## Task directions
Copy the material below from its start up to and including the line with "point(160, 51)", but swap "chimney" for "roof vent" and keep everything else the same. Leave the pictures out of your answer.

## Listed entries
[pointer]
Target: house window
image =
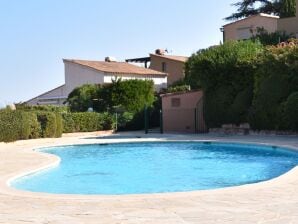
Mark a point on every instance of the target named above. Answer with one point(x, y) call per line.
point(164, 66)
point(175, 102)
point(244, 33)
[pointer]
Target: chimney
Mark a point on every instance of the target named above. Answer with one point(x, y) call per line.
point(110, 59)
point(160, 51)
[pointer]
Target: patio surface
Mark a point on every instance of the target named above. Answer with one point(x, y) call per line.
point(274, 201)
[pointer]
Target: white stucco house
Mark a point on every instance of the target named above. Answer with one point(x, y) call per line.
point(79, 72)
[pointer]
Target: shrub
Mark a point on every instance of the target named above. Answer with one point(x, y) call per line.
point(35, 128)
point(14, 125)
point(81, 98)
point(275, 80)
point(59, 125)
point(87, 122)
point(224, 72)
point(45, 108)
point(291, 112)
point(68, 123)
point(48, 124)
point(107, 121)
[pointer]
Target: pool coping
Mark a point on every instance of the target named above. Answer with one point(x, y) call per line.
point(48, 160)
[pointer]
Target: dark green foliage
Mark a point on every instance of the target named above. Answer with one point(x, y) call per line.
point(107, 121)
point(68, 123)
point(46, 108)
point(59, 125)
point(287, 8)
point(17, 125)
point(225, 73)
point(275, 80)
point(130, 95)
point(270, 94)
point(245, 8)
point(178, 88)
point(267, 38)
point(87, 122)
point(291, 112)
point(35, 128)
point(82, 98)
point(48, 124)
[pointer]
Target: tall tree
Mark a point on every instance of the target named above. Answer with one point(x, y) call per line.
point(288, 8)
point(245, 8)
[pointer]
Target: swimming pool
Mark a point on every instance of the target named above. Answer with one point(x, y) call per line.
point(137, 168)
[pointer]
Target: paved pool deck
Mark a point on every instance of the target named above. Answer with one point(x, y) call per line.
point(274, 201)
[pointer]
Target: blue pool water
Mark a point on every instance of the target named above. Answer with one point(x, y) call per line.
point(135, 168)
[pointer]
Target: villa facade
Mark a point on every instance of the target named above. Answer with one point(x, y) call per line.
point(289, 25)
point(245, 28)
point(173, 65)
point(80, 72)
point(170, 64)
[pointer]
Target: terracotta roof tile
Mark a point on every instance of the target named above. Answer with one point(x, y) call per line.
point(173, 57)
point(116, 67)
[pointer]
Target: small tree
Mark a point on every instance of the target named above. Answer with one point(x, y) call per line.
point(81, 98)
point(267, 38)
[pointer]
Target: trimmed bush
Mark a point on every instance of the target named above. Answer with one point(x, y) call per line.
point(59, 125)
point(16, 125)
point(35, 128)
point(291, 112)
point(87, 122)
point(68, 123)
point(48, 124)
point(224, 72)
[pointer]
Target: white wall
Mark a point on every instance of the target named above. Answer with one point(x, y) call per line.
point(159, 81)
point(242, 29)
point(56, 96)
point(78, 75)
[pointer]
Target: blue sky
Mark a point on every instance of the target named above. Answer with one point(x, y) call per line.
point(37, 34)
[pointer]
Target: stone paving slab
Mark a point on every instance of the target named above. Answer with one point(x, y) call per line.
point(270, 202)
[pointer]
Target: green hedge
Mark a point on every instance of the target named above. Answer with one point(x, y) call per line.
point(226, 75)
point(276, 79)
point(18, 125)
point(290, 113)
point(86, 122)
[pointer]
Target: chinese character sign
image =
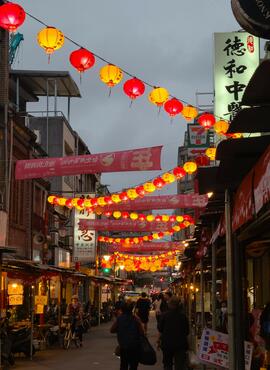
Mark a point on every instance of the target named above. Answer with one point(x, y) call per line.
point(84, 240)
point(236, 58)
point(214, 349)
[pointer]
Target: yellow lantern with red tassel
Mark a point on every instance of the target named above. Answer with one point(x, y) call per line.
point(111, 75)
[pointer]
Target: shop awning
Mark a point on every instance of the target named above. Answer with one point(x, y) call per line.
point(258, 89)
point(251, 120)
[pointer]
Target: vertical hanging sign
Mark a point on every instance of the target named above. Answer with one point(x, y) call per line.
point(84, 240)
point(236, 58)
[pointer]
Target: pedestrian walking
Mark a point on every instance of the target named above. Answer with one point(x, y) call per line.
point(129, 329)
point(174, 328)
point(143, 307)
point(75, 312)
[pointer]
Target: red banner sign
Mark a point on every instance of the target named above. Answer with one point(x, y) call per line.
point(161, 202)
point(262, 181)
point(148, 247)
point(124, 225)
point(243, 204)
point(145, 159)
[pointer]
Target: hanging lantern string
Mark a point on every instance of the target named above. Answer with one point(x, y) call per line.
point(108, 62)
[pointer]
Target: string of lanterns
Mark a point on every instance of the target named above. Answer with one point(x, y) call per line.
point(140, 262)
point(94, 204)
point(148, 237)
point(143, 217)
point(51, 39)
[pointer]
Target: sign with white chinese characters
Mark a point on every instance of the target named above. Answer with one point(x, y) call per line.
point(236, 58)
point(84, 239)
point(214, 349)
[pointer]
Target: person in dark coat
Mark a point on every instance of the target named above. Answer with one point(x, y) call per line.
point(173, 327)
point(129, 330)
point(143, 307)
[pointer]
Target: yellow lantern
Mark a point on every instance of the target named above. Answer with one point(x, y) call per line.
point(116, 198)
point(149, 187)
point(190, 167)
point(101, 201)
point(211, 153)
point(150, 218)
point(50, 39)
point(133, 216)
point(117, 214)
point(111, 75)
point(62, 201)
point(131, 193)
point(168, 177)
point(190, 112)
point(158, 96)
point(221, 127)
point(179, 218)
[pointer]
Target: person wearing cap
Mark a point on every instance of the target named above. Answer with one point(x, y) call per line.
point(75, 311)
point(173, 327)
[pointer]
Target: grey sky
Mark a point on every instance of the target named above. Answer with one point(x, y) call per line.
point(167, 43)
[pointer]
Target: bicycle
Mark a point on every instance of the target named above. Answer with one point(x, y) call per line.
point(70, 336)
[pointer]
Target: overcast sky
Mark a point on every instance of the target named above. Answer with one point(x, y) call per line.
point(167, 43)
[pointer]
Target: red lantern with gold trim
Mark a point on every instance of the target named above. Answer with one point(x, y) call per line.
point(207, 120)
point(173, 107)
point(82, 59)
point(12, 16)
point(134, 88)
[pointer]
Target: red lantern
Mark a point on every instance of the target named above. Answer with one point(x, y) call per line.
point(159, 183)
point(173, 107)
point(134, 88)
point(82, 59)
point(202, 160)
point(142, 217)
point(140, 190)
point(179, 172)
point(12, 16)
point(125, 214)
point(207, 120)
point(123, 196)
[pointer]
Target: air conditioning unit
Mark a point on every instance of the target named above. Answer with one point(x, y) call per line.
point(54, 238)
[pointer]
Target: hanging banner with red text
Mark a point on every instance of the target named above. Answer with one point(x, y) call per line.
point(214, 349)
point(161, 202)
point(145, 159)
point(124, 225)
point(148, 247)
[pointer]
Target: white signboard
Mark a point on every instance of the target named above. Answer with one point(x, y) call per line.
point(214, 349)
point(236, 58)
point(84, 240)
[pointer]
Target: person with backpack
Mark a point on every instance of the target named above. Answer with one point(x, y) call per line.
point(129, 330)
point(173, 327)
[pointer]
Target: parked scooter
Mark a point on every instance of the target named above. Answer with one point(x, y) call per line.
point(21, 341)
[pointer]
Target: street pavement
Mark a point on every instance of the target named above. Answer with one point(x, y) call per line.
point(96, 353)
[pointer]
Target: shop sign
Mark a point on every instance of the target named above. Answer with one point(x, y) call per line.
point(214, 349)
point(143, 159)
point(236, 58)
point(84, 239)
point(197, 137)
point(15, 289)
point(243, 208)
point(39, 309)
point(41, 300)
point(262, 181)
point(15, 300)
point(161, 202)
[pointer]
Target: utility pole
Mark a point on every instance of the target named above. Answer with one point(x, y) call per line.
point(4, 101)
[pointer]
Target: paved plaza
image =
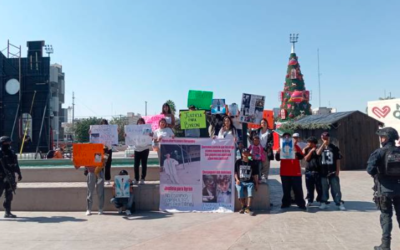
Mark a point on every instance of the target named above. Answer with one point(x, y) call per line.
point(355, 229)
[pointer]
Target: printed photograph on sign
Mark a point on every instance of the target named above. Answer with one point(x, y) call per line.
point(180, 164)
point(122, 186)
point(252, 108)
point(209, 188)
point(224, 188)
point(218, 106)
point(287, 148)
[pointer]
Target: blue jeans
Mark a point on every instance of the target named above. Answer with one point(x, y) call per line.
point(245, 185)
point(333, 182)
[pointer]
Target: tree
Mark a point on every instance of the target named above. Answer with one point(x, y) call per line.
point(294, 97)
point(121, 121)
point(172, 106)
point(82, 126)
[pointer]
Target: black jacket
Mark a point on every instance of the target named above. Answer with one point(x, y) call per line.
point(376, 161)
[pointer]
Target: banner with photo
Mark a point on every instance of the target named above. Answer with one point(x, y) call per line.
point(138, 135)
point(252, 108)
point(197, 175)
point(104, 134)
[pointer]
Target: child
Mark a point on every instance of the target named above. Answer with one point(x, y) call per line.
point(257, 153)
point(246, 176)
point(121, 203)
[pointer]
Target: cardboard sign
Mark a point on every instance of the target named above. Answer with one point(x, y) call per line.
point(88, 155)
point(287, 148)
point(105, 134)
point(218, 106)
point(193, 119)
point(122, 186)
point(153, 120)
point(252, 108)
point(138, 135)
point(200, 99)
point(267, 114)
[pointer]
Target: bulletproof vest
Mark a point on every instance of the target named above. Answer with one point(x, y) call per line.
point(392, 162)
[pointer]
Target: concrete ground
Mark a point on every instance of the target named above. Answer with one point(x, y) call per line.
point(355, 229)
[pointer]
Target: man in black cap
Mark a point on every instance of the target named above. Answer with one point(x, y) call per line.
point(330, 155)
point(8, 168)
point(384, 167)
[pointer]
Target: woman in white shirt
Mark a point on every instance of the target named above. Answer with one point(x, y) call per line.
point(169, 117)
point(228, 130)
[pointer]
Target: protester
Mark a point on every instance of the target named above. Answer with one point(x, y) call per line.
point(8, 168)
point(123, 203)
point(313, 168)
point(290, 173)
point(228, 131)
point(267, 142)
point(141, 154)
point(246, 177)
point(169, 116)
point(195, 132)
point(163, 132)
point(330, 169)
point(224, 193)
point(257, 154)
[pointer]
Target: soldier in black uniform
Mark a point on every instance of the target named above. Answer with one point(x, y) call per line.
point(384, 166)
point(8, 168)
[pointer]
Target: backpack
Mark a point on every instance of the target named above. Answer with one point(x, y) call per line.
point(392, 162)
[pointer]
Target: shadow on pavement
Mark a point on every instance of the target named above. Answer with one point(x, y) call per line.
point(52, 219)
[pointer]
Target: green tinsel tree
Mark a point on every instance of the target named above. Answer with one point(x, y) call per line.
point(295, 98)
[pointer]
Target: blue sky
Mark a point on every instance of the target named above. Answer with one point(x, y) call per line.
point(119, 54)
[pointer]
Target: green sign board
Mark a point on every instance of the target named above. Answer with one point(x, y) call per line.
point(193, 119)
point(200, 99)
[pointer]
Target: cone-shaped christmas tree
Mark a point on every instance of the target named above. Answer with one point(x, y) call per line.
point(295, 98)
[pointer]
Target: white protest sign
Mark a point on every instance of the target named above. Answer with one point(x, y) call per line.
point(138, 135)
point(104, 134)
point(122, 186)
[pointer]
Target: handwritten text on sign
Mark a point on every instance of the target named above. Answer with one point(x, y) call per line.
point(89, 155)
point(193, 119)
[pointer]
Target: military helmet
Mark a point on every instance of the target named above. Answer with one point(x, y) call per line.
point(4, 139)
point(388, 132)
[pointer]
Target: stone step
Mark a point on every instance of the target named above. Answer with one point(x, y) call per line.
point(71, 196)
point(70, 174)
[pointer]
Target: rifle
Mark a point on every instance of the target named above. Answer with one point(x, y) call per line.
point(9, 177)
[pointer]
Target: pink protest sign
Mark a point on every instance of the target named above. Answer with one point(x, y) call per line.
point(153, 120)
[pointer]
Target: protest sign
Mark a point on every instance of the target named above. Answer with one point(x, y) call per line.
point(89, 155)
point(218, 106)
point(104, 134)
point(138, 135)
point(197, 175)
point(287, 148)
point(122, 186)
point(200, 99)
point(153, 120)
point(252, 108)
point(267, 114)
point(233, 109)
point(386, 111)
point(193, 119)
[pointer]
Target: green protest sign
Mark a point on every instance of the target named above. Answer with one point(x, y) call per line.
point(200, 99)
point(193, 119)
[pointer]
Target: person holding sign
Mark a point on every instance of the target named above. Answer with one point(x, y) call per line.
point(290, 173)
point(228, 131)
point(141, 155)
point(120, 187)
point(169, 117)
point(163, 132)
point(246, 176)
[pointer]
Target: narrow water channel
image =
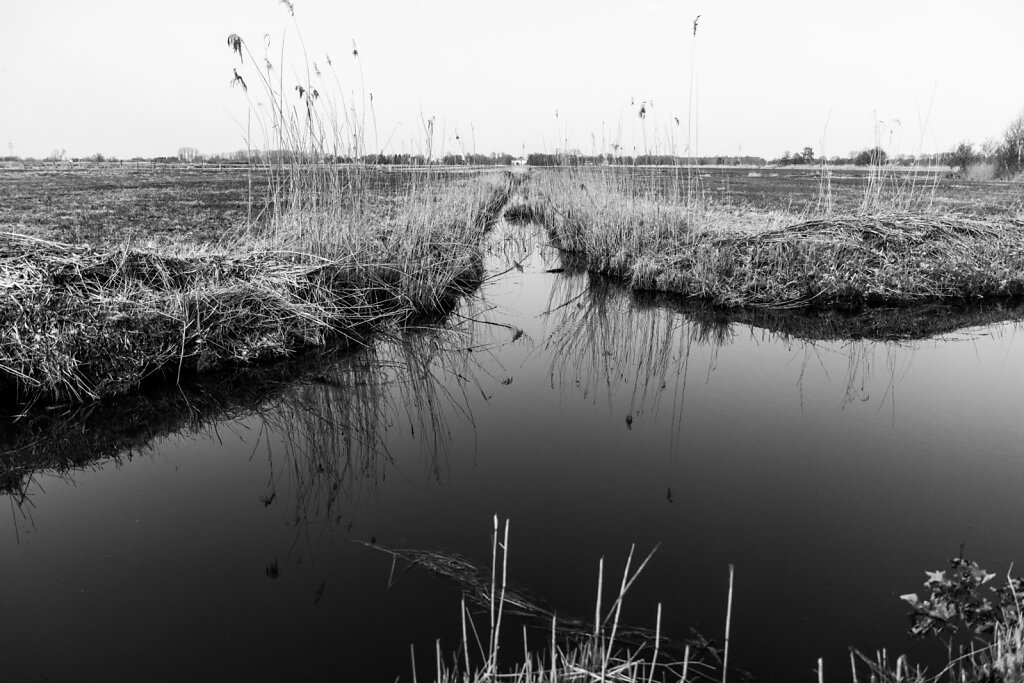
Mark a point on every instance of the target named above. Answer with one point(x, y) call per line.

## Problem solution
[pointer]
Target: house window
image =
Mark a point on every instance of the target named above. Answer with one point(x, y) call per line.
point(164, 66)
point(175, 102)
point(244, 33)
[pointer]
Target: roof vent
Mark a point on every instance of the target named above. Answer with one point(x, y) call per line.
point(110, 59)
point(160, 51)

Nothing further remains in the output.